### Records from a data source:
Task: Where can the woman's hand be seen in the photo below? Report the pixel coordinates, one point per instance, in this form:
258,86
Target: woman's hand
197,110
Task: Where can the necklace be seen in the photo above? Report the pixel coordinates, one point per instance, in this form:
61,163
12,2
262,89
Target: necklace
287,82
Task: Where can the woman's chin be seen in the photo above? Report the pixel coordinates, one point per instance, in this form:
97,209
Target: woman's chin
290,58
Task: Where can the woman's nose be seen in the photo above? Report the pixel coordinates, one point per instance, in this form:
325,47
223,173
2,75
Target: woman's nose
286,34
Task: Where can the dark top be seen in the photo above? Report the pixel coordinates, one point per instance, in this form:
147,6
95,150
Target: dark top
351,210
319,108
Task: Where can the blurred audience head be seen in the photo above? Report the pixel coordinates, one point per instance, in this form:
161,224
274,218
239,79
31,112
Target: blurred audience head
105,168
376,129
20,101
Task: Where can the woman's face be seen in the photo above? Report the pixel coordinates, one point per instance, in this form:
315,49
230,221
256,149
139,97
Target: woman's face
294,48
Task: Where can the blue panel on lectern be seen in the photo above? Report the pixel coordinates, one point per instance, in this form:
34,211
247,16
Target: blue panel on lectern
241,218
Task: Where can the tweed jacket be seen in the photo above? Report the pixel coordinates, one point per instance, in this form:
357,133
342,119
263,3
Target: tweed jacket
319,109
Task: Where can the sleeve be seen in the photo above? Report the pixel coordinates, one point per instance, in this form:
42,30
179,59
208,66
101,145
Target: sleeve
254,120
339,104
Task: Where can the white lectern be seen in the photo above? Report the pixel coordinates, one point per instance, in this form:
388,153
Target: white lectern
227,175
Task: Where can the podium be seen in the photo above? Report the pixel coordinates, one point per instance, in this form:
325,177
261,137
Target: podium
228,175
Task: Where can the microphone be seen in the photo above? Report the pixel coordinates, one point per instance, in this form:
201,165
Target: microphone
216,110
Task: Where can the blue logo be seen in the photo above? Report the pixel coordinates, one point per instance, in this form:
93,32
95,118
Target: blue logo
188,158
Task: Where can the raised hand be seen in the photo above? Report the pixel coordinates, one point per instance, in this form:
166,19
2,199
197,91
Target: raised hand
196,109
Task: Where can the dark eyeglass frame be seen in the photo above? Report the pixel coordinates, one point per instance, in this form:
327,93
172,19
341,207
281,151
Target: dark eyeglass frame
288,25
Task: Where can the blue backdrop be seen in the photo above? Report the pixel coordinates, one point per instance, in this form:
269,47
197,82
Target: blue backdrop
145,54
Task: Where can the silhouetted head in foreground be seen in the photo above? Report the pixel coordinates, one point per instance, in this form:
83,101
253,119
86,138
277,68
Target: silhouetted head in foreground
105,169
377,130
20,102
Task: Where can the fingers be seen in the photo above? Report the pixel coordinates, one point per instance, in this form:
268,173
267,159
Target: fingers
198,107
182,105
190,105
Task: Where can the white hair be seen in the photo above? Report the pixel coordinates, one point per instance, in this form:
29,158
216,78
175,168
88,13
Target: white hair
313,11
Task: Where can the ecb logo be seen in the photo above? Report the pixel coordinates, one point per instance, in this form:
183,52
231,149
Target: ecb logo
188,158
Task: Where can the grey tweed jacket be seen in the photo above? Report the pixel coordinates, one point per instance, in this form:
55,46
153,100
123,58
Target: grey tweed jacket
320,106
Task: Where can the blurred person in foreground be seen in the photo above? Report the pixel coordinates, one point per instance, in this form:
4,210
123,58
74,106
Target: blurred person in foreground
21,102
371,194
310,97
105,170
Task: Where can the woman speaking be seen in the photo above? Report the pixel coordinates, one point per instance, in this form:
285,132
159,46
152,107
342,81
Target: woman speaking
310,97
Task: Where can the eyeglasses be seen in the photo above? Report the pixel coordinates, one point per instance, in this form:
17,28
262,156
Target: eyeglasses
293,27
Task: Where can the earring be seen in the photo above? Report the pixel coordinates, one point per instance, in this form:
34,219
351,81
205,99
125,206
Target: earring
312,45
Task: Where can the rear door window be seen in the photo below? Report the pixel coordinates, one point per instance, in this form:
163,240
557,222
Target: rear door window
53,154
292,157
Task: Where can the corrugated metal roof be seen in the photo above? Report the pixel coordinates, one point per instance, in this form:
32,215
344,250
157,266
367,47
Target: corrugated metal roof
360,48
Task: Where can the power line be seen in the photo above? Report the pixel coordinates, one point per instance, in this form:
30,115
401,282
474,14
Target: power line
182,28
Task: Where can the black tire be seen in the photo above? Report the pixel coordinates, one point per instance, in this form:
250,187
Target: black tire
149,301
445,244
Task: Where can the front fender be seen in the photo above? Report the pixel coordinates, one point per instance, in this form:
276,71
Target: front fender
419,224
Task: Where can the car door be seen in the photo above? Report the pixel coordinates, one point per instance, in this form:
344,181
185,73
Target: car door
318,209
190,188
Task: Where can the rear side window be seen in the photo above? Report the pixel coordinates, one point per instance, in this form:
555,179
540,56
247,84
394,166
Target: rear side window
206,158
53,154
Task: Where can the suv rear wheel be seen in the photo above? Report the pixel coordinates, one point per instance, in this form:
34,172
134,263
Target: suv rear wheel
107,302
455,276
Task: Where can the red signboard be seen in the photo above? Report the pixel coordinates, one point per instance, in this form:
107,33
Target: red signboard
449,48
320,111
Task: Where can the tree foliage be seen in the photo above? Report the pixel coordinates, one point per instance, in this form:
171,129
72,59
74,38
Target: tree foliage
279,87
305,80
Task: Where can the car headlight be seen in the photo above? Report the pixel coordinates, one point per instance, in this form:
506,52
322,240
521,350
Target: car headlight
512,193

### Task item:
Each line carrying the string "below" should be copied out from the entries.

### Output for this task:
Task: Where can the woman's hand be seen in the photo below? Report the pixel coordinates, one point per instance, in this form:
Task: Where can the rear door window be seen in the photo below? Report the pixel coordinates, one point per instance, in this form:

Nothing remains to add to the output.